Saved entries
╔══
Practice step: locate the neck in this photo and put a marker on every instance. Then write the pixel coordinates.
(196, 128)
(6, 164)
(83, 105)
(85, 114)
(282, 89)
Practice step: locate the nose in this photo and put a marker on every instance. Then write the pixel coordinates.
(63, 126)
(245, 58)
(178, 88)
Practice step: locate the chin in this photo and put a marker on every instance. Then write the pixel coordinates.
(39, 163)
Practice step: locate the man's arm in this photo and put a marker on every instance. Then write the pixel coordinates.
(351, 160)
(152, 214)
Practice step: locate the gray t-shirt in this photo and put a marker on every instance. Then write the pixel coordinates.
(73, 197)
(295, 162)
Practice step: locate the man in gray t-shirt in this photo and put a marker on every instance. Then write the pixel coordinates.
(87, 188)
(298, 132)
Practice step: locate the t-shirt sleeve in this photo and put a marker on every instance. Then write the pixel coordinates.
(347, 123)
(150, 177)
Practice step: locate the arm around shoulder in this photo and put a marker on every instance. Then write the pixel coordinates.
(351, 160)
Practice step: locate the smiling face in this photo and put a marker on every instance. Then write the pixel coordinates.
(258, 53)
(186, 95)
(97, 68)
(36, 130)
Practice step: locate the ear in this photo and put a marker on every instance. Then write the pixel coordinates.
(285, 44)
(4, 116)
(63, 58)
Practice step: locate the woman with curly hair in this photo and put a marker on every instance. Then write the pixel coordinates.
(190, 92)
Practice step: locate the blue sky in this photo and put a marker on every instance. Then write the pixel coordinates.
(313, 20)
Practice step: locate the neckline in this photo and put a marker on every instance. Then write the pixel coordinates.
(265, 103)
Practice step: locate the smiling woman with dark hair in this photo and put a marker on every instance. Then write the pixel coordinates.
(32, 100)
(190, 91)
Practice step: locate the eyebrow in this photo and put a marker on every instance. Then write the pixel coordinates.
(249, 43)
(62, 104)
╚══
→ **GIVEN INSTRUCTION**: Can you print the lines word for word, from the line containing "Practice step: locate the smiling woman" through the last line?

→ **COMPLETE ANSWER**:
Practice step: locate the smiling woman with dark hair in this photo and put a marker on every instance. Then write the pixel coordinates.
(32, 100)
(190, 91)
Practice step: locate the eyebrow in this photo and put a marker on every instance. Then write the pixel coordinates.
(249, 43)
(62, 104)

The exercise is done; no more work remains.